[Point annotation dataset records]

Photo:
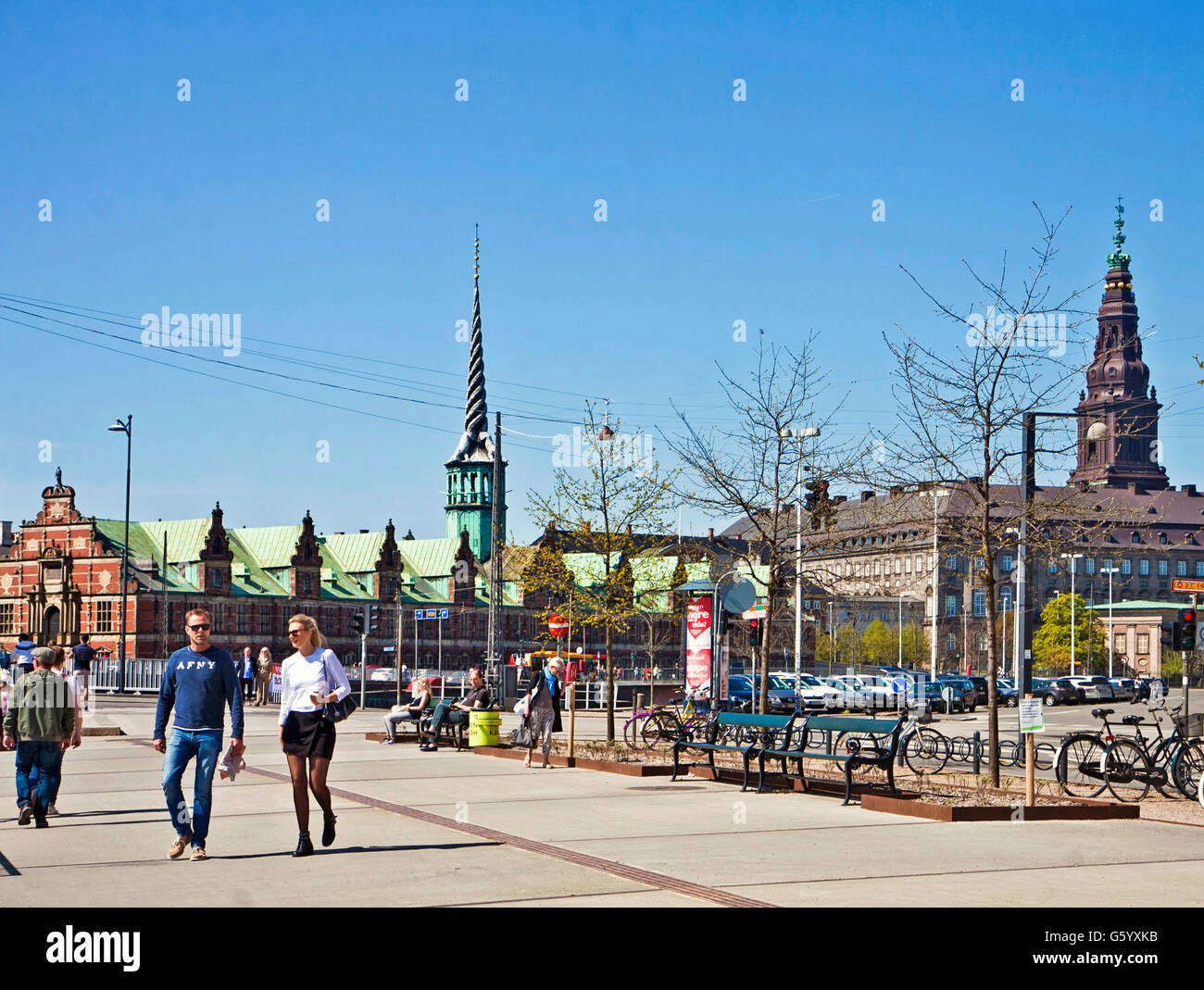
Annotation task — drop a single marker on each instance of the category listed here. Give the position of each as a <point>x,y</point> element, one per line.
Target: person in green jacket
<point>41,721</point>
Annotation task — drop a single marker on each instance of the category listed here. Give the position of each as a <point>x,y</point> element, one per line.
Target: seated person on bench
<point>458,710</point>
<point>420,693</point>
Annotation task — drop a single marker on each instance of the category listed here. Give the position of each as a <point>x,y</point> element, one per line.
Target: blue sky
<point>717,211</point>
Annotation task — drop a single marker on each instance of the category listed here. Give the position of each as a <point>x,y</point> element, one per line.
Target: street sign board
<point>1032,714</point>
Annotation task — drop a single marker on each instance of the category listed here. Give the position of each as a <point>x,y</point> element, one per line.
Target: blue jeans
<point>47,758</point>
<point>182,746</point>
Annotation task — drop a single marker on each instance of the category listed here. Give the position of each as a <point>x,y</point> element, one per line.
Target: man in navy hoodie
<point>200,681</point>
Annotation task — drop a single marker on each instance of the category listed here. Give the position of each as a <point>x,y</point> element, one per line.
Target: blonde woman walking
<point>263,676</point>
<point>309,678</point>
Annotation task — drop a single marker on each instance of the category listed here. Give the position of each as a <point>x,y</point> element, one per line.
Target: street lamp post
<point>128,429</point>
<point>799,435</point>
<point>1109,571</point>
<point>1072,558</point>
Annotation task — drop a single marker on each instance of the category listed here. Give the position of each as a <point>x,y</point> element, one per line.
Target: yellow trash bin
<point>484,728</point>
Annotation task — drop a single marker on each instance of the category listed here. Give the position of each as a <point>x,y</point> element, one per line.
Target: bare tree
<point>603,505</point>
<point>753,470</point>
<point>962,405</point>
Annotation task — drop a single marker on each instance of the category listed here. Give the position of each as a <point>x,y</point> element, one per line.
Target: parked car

STATED TASK: Could you set out the stretch from the start of the items through the line containing "<point>182,746</point>" as a numbered list, skipping blank lines and leaving out the pictures?

SOLUTION TO THE PROBLEM:
1. Photo:
2. Annotation task — drop a single marker on each instance of the category listed here. Give the position of each as a <point>x,y</point> element, one per line.
3. Target: person in green jacket
4. <point>41,721</point>
5. Annotation task — drop a single marker on each instance of the category listed here. Give the position of each as a <point>x,y</point> element, one per line.
6. Target: seated person on bench
7. <point>458,710</point>
8. <point>420,693</point>
9. Annotation task — drop a single marker on each instance of the category listed here. Give the position of each as a <point>x,y</point> element, one per line.
10. Target: blue sky
11. <point>717,211</point>
12. Annotation task — drop a single marker on each instance of the category listed here. Give the position of each as a <point>x,y</point> element, one per line.
13. Target: street sign board
14. <point>1032,714</point>
15. Annotation task — drop a single marker on each instance of the category listed here. Give the position of each as a <point>x,y</point> element, one per line.
16. Target: blue jeans
17. <point>47,758</point>
18. <point>182,746</point>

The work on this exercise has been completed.